INSTRUCTIONS FOR THE TASK | Could you rewrite the material from the line with "This trail-cam photo was taken at dusk. Identify thumb" to the line with "[129,589,178,642]", putting "dawn" in place of "dusk" and leaving everything else as it is?

AVAILABLE RECORDS |
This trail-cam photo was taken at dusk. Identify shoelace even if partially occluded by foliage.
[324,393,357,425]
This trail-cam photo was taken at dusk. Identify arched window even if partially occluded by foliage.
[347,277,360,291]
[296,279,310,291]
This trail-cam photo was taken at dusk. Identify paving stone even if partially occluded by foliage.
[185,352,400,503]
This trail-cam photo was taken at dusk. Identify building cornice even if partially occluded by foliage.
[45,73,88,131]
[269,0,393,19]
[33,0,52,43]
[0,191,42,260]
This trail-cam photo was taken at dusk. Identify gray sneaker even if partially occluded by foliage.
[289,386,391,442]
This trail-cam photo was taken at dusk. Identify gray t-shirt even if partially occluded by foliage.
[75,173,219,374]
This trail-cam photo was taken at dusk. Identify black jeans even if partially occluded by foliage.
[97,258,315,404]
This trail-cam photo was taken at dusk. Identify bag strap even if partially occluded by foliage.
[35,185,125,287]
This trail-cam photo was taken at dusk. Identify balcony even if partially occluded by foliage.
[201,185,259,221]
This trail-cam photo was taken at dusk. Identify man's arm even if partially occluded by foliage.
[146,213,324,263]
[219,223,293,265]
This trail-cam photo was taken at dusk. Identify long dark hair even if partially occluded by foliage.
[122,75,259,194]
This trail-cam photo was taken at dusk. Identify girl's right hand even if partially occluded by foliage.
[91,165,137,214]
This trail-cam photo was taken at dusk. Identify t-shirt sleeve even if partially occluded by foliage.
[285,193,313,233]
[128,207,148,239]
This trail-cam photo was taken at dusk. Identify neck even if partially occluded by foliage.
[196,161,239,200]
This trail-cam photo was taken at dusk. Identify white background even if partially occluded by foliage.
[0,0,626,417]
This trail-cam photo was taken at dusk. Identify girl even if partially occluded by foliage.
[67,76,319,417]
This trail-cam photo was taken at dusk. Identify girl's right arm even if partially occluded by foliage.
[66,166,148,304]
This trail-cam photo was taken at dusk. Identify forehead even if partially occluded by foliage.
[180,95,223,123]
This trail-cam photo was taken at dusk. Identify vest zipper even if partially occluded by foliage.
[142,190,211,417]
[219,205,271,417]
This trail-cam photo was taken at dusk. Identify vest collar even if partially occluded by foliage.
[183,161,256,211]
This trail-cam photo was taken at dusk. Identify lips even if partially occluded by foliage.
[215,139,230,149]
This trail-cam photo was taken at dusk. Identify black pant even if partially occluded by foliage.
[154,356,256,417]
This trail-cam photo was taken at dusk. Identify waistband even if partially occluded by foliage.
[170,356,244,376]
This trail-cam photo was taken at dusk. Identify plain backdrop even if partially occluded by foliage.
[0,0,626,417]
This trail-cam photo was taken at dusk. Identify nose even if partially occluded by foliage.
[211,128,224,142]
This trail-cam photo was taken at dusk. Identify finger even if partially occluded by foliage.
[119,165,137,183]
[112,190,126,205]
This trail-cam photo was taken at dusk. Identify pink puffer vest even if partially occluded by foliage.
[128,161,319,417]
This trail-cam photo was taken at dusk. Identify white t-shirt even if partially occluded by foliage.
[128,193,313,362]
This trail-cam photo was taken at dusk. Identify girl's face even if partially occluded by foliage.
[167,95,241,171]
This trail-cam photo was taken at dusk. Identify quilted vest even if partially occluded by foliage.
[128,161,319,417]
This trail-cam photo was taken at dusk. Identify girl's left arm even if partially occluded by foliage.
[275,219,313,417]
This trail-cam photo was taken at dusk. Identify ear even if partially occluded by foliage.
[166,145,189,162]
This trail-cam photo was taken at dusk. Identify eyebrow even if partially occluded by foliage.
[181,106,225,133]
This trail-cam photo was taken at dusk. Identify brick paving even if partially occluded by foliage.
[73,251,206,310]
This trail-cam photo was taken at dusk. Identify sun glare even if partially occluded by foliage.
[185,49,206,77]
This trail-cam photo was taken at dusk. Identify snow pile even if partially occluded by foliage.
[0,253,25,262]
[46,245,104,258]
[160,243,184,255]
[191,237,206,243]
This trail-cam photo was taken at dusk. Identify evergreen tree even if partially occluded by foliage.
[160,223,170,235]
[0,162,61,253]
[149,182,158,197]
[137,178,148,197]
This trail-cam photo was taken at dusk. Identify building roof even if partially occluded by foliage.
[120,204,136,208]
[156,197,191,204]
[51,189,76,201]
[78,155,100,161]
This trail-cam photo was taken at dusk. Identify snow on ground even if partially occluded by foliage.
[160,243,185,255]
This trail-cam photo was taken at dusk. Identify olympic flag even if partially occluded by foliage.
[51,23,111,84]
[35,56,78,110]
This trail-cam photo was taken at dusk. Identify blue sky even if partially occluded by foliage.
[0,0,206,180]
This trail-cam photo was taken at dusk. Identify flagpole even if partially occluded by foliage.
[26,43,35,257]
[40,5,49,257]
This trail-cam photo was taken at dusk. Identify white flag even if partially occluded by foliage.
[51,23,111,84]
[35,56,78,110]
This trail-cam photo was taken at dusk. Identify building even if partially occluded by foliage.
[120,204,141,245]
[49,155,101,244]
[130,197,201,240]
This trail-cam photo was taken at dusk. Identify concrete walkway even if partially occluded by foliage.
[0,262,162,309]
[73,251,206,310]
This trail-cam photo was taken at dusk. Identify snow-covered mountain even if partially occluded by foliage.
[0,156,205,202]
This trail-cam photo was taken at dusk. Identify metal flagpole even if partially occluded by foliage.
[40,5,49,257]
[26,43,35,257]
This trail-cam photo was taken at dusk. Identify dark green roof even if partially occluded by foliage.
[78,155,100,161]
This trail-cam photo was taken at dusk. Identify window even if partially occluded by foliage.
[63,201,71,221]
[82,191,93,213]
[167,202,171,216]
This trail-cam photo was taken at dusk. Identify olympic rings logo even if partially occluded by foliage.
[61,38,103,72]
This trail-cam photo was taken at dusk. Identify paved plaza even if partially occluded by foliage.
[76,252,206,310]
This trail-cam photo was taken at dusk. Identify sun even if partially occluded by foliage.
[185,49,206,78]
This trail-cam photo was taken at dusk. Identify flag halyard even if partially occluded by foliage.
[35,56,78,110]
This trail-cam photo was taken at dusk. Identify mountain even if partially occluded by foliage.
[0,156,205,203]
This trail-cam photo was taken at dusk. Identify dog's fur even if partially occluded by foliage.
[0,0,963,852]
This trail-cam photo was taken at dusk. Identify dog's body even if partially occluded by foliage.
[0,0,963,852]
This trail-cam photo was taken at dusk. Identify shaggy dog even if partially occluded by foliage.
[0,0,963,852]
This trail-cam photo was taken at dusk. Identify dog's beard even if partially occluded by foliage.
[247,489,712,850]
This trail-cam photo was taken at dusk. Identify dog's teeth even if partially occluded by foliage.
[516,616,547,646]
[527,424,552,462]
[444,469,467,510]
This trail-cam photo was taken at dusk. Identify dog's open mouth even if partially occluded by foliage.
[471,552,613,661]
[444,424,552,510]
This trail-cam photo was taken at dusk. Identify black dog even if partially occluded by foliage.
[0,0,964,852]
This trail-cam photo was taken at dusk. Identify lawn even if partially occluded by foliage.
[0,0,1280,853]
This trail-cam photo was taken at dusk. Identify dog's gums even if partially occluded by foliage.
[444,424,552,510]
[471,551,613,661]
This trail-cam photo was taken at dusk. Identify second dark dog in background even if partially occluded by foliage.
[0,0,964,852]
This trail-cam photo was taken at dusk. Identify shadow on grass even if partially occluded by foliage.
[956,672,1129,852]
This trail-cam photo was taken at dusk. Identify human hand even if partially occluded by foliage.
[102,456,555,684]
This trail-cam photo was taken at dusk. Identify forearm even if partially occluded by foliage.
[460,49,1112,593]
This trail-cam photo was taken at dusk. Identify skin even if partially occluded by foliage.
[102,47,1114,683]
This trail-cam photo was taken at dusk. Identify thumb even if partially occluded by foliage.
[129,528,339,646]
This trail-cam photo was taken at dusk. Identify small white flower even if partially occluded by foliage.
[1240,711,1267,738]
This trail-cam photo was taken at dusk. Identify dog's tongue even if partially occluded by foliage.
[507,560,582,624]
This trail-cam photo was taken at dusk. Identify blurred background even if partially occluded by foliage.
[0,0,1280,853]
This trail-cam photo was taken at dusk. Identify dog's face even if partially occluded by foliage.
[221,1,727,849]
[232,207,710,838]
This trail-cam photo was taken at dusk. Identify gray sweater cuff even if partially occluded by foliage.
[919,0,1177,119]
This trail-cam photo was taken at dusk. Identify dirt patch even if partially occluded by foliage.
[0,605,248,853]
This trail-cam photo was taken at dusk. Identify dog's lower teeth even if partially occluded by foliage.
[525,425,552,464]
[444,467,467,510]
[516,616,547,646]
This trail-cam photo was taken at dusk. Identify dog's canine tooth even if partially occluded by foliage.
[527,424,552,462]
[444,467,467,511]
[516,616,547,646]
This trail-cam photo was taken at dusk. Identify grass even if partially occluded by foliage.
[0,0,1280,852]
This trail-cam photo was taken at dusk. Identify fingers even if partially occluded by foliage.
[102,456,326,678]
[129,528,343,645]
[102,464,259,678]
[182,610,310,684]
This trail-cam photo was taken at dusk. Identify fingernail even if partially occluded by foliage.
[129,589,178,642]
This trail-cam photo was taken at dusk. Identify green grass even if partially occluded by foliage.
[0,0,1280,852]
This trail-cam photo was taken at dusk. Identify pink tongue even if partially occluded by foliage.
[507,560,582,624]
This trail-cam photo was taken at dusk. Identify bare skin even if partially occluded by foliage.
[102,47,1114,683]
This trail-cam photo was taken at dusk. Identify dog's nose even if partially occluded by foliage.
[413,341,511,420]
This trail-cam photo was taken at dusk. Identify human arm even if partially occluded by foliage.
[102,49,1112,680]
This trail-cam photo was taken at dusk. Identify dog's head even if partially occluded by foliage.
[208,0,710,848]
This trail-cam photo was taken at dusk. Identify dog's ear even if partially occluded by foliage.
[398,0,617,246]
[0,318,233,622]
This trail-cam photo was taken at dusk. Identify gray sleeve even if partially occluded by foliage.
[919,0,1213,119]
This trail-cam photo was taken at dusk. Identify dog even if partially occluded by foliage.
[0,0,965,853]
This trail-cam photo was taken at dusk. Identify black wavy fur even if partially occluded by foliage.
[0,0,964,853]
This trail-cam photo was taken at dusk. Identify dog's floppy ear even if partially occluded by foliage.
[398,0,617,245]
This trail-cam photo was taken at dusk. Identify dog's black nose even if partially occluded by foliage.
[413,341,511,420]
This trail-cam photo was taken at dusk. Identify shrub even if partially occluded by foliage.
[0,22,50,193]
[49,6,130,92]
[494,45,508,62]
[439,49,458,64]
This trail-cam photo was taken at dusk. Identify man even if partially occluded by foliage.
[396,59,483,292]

RESULT |
This trail-cam photo was taken at dawn. Identify thumb even if partially occluded by foliage.
[129,528,339,646]
This trail-cam photo was taken at dawn. Identify small white flower even if partially occluded by foliage.
[1240,711,1267,738]
This trail-cam photo was taken at dawn. Identify dog's tongue even if partially occluded by foliage.
[507,560,582,624]
This trail-cam photo was taken at dawn. Identify blurred background even if partially occluded by foliage.
[0,0,1280,853]
This trail-cam photo was taken at dawn. Identify dog's face even if partially occluded by foliage.
[221,1,727,849]
[232,207,710,838]
This trail-cam photo was taken at dawn. Identify gray sweater cuff even if partially occluded by foliage.
[919,0,1177,119]
This trail-cam photo was taken at dawn. Identify dirt patch even if partially occluded by foliage.
[0,605,248,853]
This trail-cam photo was taken at dawn. Identify dog's lower teeth even if partially occluded by foliage.
[525,425,552,464]
[444,467,467,510]
[516,616,547,646]
This trail-cam photo was taken at dawn. Identify dog's canine tooth even if partially occluded by foliage.
[527,424,552,462]
[444,467,467,511]
[516,616,547,646]
This trail-cam photo was taken at dawn. Identify grass even if partially occluded by foliage.
[0,0,1280,852]
This trail-cam photo was taken at dawn. Identify fingers even if partially occluded by foliage.
[102,456,326,678]
[129,528,343,645]
[102,464,259,678]
[182,610,310,684]
This trail-cam photo was taken at dawn. Identify fingernail even if partially occluded by foliage.
[129,589,178,642]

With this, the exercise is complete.